--- Excerpted passage Enclosed Below ---

* Discount rate cut by 50 bps in 1st move since 2010
* Bank lending growth picks up but still sluggish
* Banks have enough funds to boost lending
* But political deadlock delays govt spending, projects
By Martin Dokoupil
DUBAI, Oct 4 (Reuters) - Kuwait’s unexpected 50 basis-point interest rate cut will help reduce borrowing costs for businesses but is not going to be enough to kick-start bank lending without a lasting solution to the country’s political crisis.
In the first such move since February 2010, the central bank (CBK) said late on Wednesday that it was lowering its discount rate to 2.0 percent, aiming to bolster the banking sector and support the economy.
The rate cut will also help to ensure the currency’s competitiveness, while price pressures have declined, state news agency KUNA quoted CBK Governor Mohammad al-Hashel, who took office in March, as saying.
But the stock market rose only 0.25 percent in response, and many bankers and analysts do not expect much real impact from the policy change.
“Last night’s move is like giving a patient a dose of morphine to lower the pain instead of operating on him and permanently fixing the source of illness,” said a Kuwaiti commercial banker, who declined to be identified.
“Alternative policies are likely to be more successful, in particular fiscal policy.”
The CBK, which pegs the dinar to an undisclosed currency basket, considers the discount rate its key policy benchmark.
In May, it changed loan-to-deposit ratio rules to boost funds available for lending. Since then, credit growth to the private sector has picked up slightly, to around 5.0 percent in June-August from 2 percent on average in 2011.
But that is still one of the slowest clips among the Gulf Arab oil exporters despite a petrodollar windfall from high oil prices. Months of political deadlock have stalled Kuwait’s four-year, $108 billion development plan, which aims to diversify the heavily oil-reliant economy.

--- End of Enclosed Excerpted passage ---

Goal of the exercise: Continue the news report on Kuwait's interest rate cut, picking up right after its final sentence.

--- Entries supplied Enclosed Below ---

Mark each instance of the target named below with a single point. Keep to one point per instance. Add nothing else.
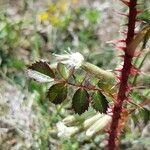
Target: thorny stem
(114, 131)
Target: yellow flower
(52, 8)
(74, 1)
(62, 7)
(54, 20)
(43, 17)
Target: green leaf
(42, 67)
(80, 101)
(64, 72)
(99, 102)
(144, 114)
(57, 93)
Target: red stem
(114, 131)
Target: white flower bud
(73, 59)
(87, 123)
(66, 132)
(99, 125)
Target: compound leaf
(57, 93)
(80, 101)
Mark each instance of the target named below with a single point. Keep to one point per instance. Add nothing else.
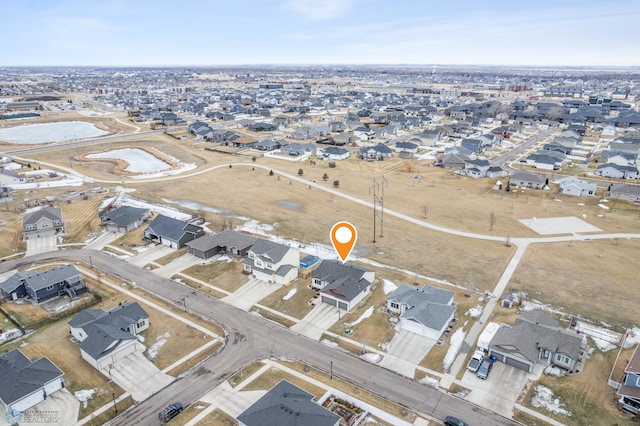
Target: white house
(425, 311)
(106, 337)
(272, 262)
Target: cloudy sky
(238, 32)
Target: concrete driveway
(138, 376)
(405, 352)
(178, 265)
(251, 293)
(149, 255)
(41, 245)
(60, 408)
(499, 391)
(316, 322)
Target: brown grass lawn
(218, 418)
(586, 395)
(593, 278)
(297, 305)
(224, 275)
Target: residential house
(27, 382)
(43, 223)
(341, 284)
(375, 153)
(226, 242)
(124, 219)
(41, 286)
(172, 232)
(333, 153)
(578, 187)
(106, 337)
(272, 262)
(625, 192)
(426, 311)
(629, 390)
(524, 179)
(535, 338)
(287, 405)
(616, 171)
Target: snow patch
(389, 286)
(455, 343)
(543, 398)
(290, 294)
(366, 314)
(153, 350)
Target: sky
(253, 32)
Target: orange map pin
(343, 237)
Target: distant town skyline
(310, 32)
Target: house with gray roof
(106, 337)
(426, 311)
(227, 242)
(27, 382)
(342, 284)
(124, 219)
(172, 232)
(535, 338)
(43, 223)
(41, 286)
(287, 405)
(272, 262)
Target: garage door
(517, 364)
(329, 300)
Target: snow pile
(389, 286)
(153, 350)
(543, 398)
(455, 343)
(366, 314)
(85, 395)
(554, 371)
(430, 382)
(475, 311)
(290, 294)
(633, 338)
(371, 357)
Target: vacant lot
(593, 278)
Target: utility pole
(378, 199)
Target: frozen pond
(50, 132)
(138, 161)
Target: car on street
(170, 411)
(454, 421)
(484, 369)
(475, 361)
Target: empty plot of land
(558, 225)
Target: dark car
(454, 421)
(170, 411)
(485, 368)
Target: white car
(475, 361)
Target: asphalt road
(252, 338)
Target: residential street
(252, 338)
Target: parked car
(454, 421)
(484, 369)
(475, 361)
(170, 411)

--- End of Enclosed Entries supplied ---
--- Entries supplied Enclosed Below ---

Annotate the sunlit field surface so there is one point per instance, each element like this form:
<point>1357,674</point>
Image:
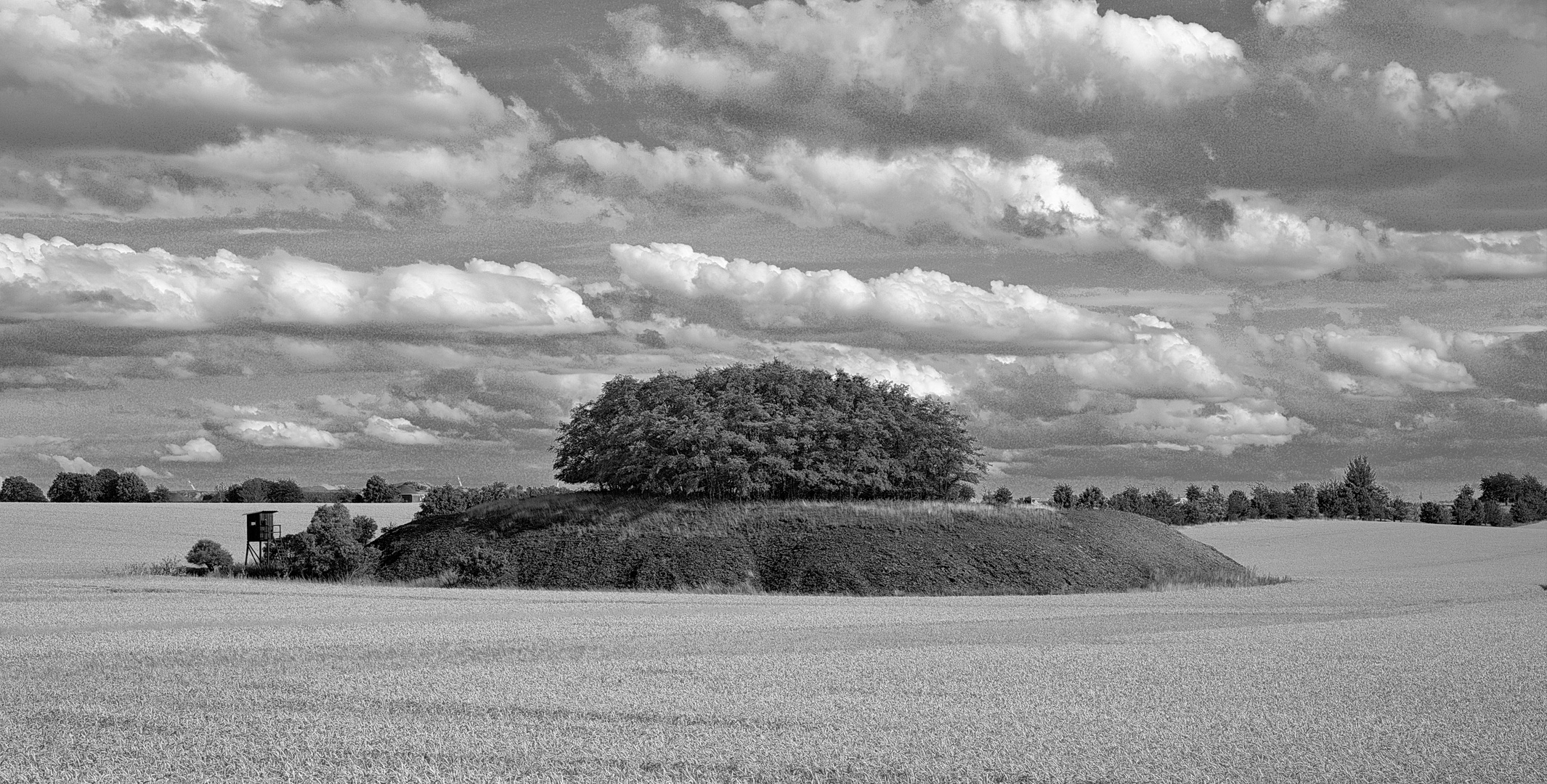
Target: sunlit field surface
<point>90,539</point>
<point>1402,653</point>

--- End of Enclosed Entries supplied ---

Result:
“Against this backdrop, we are not hopeful that the Central Bank of Kuwait’s decision to cut its discount rate...will spur an acceleration in lending growth,” HSBC said in a note.
The latest rate reduction is unlikely to put much downward pressure on interbank rates as they are already at historical lows, analysts said. But it will give banks space to cut both deposit and lending rates without touching margins.
The three-month interbank offered rate (KIBOR) was fixed at an all-time low of 0.5625 percent on Thursday, down from 0.6250 percent before the rate cut announcement.
Kuwait’s banking sector appears to have enough funds to increase lending with the loan to deposit ratio at only 81 percent, below 98 percent in the nearby United Arab Emirates, data show.
“The banking sector has some room to expand their loan book if the right credit opportunities arise,” said Giyas Gokkent, chief economist at National Bank of Abu Dhabi.
In June, the International Monetary Fund said Kuwaiti banks were sound but that weakness in the property and stock markets, and the financial difficulties of investment firms, were forcing banks to take large provisions.
“Banks are full of money but there are no good projects,” said Adnan al-Dulaimi, director at Mena Consulting in Kuwait.
Kuwait has seen 10 governments since early 2006 because of a long-running row between the elected parliament and the cabinet, which is dominated by the Al-Sabah ruling family.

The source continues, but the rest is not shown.